-- The problem --
Starting at the first line below and ending at the line that contains "M 445 307 L", rewrite every line, requests included, multiplying each coordinate in the answer outlines by 0.25 and rounding to whole numbers, with halves rounded up. Leave all numbers in the requests and their sample outlines unchanged.

-- Supplied data --
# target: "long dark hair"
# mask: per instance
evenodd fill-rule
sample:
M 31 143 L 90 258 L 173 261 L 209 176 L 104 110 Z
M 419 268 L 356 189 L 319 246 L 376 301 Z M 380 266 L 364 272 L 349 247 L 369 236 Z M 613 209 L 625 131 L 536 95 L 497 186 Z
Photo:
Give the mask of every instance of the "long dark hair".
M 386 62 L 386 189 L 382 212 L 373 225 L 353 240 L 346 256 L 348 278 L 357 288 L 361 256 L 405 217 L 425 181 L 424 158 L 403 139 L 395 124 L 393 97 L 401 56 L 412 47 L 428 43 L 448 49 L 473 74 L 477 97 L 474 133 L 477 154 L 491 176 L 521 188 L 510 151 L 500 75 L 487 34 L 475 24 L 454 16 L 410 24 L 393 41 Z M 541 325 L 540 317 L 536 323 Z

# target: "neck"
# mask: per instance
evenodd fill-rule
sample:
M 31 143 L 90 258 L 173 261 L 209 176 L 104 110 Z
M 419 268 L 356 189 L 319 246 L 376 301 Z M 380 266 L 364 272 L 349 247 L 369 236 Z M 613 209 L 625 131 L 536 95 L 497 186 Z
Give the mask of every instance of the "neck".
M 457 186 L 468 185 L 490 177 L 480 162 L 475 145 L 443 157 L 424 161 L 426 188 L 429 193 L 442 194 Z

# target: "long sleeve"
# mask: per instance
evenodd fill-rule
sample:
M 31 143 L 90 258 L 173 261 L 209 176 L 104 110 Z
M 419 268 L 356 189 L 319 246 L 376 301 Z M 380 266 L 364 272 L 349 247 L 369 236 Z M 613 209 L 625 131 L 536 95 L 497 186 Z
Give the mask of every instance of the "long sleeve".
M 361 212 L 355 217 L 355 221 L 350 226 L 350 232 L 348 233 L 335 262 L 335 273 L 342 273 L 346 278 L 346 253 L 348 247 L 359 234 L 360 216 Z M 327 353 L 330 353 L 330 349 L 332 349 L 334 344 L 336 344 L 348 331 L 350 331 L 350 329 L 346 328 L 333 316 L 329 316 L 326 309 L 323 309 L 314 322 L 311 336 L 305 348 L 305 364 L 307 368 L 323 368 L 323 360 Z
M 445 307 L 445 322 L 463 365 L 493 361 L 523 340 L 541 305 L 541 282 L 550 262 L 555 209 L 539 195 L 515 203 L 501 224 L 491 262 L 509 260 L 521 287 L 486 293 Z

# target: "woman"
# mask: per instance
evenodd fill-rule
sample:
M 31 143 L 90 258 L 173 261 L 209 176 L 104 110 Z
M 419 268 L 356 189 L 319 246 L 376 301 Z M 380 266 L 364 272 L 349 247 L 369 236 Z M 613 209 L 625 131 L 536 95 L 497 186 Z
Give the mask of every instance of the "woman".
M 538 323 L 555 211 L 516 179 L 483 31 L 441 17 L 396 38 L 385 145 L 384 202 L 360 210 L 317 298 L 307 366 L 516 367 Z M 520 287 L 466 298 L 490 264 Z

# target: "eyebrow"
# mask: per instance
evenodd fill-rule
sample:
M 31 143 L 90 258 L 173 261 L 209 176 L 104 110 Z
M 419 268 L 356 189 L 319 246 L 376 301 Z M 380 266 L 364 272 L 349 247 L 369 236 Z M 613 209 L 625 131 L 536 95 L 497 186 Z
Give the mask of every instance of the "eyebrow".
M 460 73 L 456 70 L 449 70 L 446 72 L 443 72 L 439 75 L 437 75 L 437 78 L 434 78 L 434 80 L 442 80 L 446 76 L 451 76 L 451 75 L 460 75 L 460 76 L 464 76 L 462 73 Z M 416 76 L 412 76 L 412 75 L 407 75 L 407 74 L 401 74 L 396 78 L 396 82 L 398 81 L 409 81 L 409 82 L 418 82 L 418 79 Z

-- Exercise output --
# target: "long dark hair"
# mask: per instance
evenodd fill-rule
sample:
M 31 143 L 90 258 L 173 261 L 209 176 L 104 110 Z
M 419 268 L 356 189 L 319 246 L 376 301 Z M 380 266 L 364 272 L 349 247 L 369 236 Z M 613 209 L 625 131 L 536 95 L 497 186 Z
Photo:
Give the mask of every instance of the "long dark hair".
M 97 16 L 97 47 L 96 53 L 93 56 L 88 60 L 87 64 L 87 70 L 89 72 L 90 64 L 101 54 L 106 45 L 106 40 L 101 35 L 99 31 L 98 24 L 100 14 L 103 12 L 107 11 L 112 12 L 118 19 L 119 24 L 119 33 L 119 39 L 123 44 L 130 47 L 128 38 L 125 19 L 122 9 L 119 6 L 114 4 L 103 6 L 98 10 Z M 135 81 L 135 79 L 134 81 Z

# target: "neck"
# mask: per instance
evenodd fill-rule
sample:
M 31 143 L 90 258 L 173 261 L 209 176 L 104 110 Z
M 419 268 L 356 189 L 319 246 L 376 301 Z M 380 266 L 364 272 L 349 247 L 369 236 Z M 613 209 L 625 131 L 536 95 L 497 186 Z
Give the mask of every instance of the "neck".
M 114 47 L 117 46 L 123 44 L 120 41 L 119 36 L 111 39 L 106 40 L 107 47 L 107 48 L 111 49 Z

# target: "long sleeve"
# mask: per instance
evenodd fill-rule
sample:
M 31 143 L 90 258 L 173 261 L 209 176 L 104 110 Z
M 419 268 L 356 189 L 319 246 L 376 301 Z M 380 266 L 364 272 L 349 247 L 369 236 Z M 613 209 L 625 131 L 536 95 L 497 186 Z
Give the mask of every instance of the "long sleeve".
M 90 53 L 89 54 L 89 55 L 88 57 L 88 58 L 87 58 L 84 66 L 84 68 L 86 68 L 87 70 L 87 63 L 87 62 L 90 59 L 90 54 Z M 82 88 L 83 88 L 83 87 L 83 87 L 84 86 L 84 86 L 87 83 L 88 83 L 88 82 L 87 82 L 83 79 L 82 79 L 82 77 L 81 77 L 79 81 L 78 84 L 76 87 L 76 91 L 77 92 L 81 92 L 81 90 Z
M 111 77 L 111 81 L 116 91 L 123 90 L 131 85 L 135 76 L 135 71 L 138 66 L 139 52 L 135 49 L 129 51 L 125 56 L 123 66 L 127 65 L 130 72 L 122 73 Z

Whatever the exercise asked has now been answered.